━━━━━ Information shown ━━━━━

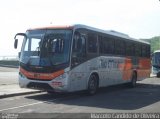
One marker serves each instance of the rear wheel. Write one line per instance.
(92, 85)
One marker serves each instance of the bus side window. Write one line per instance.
(92, 43)
(78, 49)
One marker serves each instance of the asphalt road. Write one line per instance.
(116, 99)
(144, 98)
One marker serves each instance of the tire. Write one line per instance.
(133, 82)
(92, 85)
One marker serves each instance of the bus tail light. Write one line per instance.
(56, 84)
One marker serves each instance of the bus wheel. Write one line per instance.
(134, 80)
(92, 85)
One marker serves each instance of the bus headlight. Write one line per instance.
(22, 75)
(63, 76)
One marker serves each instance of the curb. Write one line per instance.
(10, 66)
(19, 94)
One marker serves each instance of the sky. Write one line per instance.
(137, 18)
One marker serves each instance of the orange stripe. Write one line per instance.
(126, 69)
(53, 27)
(43, 76)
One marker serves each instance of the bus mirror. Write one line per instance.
(19, 54)
(15, 43)
(16, 39)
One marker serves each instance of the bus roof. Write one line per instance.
(109, 32)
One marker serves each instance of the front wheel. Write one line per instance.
(133, 82)
(92, 85)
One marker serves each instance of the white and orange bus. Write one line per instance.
(79, 57)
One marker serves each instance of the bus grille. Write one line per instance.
(41, 86)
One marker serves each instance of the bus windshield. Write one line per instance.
(46, 47)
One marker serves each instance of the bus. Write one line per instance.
(80, 57)
(155, 63)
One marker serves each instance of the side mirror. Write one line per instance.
(15, 43)
(16, 40)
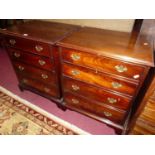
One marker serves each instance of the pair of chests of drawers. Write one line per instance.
(98, 85)
(34, 65)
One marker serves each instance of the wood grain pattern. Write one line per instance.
(39, 86)
(28, 45)
(145, 116)
(31, 59)
(35, 73)
(99, 79)
(92, 107)
(42, 31)
(96, 93)
(111, 44)
(101, 63)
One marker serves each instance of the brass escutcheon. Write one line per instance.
(116, 85)
(111, 100)
(17, 55)
(75, 87)
(12, 41)
(75, 72)
(75, 57)
(44, 76)
(41, 62)
(121, 68)
(38, 48)
(107, 114)
(21, 68)
(75, 101)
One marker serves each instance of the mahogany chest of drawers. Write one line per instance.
(34, 56)
(102, 73)
(143, 122)
(95, 72)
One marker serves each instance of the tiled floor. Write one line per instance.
(8, 80)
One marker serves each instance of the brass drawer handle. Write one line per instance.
(116, 85)
(44, 76)
(75, 87)
(121, 68)
(38, 48)
(17, 55)
(75, 57)
(41, 62)
(75, 101)
(75, 72)
(136, 76)
(112, 100)
(46, 89)
(25, 80)
(107, 114)
(12, 41)
(21, 68)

━━━━━

Written problem: The required output is the exact sequence of lines from the one containing "One marker serves each instance of the pair" through the end of the listing, both endpoints included.

Exercise solution:
One marker serves each instance of the pair of chests of drawers. Write one line per instance.
(98, 85)
(34, 65)
One marker serves each instance of the wood grain pattern. Write one line per instance.
(39, 86)
(28, 45)
(145, 116)
(31, 59)
(35, 73)
(99, 79)
(92, 107)
(42, 31)
(96, 93)
(111, 44)
(101, 63)
One marker serves each instance of the brass escutcheon. Write one line per instance.
(116, 85)
(111, 100)
(17, 55)
(75, 87)
(12, 41)
(75, 72)
(75, 57)
(44, 76)
(41, 62)
(121, 68)
(38, 48)
(107, 114)
(21, 68)
(75, 101)
One marker serves each instance of the mahogany chest of drawers. Write one line per instance.
(34, 56)
(102, 73)
(143, 122)
(95, 72)
One marker serves each instance of the tiled floor. Write one line per instance.
(8, 80)
One marker serves each instance of the brass drawer handle. Write one line per instance.
(116, 85)
(44, 76)
(75, 87)
(121, 68)
(38, 48)
(17, 55)
(75, 57)
(41, 62)
(75, 101)
(75, 72)
(136, 76)
(112, 100)
(46, 89)
(25, 80)
(107, 114)
(12, 41)
(21, 68)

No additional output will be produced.